### WHAT YOU ARE ASKED TO DO
Copy out every line in the rows below that contains the word "wagon".
--- Start ---
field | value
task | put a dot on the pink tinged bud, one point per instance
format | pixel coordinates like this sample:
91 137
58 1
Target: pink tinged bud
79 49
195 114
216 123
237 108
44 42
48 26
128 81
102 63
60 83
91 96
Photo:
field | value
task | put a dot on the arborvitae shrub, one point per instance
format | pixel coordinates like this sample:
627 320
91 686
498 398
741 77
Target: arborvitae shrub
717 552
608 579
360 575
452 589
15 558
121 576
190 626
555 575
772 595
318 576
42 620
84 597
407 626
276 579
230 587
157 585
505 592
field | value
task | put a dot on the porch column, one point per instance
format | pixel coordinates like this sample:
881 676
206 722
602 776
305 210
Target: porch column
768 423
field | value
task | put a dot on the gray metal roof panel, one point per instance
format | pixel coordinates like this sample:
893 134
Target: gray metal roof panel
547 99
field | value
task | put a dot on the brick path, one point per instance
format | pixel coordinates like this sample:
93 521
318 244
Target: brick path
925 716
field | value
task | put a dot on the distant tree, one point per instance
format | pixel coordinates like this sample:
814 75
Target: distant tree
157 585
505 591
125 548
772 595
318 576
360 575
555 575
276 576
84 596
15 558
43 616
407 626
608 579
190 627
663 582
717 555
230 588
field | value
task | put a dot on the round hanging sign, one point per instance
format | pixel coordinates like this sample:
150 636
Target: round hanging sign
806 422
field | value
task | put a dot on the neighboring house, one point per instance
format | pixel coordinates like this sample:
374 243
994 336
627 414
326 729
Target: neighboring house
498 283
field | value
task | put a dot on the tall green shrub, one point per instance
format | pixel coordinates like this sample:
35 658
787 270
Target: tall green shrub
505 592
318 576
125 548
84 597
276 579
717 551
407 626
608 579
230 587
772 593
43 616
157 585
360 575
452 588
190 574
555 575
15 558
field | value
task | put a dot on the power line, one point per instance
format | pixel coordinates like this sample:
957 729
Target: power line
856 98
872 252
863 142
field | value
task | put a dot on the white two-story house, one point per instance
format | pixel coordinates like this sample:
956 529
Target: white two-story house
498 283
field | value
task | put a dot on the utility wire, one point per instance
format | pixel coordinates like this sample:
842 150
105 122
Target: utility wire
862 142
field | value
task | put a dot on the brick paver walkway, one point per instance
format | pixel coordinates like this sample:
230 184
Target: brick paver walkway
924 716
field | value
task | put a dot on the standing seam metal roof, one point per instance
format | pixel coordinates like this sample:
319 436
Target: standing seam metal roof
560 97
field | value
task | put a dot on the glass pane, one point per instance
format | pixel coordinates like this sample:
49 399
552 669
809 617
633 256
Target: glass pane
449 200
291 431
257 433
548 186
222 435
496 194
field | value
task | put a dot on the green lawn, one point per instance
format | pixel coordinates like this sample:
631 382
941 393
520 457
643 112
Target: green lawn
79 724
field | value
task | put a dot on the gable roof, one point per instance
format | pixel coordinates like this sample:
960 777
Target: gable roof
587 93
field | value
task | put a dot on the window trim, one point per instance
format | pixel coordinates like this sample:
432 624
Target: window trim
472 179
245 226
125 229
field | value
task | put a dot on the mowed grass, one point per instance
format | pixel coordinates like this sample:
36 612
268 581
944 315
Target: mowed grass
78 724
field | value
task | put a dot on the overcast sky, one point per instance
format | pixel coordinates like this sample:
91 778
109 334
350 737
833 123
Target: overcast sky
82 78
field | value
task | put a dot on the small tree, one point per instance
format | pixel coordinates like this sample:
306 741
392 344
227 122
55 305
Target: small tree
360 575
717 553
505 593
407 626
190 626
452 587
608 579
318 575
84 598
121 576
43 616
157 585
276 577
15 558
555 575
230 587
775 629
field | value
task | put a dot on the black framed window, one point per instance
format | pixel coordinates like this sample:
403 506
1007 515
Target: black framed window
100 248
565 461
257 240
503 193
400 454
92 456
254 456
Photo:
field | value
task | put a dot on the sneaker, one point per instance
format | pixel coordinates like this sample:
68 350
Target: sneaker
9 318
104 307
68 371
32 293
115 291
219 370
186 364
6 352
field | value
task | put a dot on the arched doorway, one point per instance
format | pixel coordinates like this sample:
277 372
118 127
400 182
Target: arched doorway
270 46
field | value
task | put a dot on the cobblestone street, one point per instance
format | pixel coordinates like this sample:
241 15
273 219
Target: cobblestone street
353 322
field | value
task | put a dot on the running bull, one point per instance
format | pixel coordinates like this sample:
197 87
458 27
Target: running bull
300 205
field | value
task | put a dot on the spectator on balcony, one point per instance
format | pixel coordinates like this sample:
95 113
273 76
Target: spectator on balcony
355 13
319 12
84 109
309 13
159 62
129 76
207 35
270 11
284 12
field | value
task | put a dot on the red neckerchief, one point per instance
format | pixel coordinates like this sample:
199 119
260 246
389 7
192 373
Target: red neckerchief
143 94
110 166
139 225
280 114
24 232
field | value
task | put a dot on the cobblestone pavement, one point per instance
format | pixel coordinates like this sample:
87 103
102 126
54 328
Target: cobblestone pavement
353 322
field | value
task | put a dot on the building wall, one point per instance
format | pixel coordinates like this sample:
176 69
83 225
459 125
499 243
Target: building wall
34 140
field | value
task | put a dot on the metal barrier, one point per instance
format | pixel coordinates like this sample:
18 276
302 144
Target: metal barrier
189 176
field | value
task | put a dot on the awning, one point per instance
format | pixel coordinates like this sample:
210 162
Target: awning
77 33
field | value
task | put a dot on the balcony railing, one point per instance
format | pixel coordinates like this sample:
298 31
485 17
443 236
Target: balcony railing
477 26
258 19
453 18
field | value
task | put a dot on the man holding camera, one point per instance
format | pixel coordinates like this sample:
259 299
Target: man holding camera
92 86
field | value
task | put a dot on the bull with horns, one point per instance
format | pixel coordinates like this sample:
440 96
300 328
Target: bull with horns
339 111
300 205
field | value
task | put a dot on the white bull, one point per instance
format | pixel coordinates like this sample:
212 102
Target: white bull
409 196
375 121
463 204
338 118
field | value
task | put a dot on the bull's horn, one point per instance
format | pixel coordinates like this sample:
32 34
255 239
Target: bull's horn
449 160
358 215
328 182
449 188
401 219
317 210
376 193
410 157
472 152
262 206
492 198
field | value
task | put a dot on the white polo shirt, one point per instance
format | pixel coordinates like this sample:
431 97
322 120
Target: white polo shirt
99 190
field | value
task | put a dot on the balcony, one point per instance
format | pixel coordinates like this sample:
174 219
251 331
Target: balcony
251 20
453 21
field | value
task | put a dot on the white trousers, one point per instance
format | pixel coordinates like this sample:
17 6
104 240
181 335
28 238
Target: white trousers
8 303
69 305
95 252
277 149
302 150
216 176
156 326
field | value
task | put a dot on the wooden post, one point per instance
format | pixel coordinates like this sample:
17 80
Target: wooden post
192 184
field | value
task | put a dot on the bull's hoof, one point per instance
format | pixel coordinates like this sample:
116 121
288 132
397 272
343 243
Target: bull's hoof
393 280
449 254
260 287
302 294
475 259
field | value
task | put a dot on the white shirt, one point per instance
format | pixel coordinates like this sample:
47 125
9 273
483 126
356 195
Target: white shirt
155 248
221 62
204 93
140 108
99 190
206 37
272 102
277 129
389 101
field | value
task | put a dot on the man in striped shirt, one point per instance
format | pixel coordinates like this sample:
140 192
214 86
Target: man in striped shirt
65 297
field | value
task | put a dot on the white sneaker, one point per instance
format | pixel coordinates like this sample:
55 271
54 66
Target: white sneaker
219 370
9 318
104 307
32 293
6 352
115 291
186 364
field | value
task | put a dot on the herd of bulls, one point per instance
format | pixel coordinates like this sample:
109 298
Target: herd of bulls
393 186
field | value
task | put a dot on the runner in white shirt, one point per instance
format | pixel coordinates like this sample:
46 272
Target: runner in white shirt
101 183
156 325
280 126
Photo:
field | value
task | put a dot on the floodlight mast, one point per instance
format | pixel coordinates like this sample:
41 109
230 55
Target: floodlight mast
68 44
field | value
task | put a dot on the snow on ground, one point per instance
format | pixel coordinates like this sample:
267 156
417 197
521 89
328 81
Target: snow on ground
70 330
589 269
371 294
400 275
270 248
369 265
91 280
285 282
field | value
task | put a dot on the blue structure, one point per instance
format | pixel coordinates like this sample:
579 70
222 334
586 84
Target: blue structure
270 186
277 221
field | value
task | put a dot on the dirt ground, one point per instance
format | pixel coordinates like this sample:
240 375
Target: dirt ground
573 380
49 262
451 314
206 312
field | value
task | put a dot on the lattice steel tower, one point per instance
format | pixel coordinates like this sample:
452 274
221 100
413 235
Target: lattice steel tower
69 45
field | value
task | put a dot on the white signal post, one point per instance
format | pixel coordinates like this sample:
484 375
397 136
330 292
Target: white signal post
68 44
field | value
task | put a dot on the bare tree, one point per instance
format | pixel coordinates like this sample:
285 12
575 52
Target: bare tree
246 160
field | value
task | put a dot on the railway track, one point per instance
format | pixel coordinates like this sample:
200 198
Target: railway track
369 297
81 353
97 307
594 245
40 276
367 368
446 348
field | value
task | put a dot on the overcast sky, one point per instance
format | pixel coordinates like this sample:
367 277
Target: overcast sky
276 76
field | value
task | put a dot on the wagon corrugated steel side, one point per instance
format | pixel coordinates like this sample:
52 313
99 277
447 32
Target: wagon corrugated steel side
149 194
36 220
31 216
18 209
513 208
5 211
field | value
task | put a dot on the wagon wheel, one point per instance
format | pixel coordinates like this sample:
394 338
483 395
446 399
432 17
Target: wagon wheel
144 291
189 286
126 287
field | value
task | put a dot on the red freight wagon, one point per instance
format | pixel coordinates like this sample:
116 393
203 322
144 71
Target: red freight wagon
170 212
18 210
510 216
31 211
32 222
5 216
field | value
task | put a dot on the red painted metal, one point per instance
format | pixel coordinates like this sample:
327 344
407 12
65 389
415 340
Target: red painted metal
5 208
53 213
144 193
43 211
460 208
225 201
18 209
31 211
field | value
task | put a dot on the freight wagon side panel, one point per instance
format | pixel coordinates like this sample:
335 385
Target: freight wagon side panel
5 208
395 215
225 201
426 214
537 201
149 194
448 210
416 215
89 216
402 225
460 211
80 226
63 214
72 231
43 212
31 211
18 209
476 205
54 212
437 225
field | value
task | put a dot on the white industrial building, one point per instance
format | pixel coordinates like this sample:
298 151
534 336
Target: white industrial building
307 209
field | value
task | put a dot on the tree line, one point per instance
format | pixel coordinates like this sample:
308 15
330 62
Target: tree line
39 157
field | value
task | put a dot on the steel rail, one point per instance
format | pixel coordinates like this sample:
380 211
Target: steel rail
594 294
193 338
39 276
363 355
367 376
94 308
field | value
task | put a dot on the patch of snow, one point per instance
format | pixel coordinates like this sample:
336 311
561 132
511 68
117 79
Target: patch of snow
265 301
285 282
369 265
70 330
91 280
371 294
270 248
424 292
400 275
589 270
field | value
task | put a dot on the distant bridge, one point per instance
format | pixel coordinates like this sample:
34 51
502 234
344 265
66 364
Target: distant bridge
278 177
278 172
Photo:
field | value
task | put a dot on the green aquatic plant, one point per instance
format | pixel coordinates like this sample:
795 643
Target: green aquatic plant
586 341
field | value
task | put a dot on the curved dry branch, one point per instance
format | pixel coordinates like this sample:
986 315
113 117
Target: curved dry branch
--- End ---
### ANSWER TO THE TASK
task | put a dot on the wagon corrugated steel side, one point per instance
Target: wagon corrugated steel side
task | put a dot on the wagon wheel, one point per instance
Target: wagon wheel
task | put a dot on the red freight wagon, one point per instance
Target: red freight wagon
task | put a dot on the freight wagon side panel, one point per instance
Target: freight wagon side panel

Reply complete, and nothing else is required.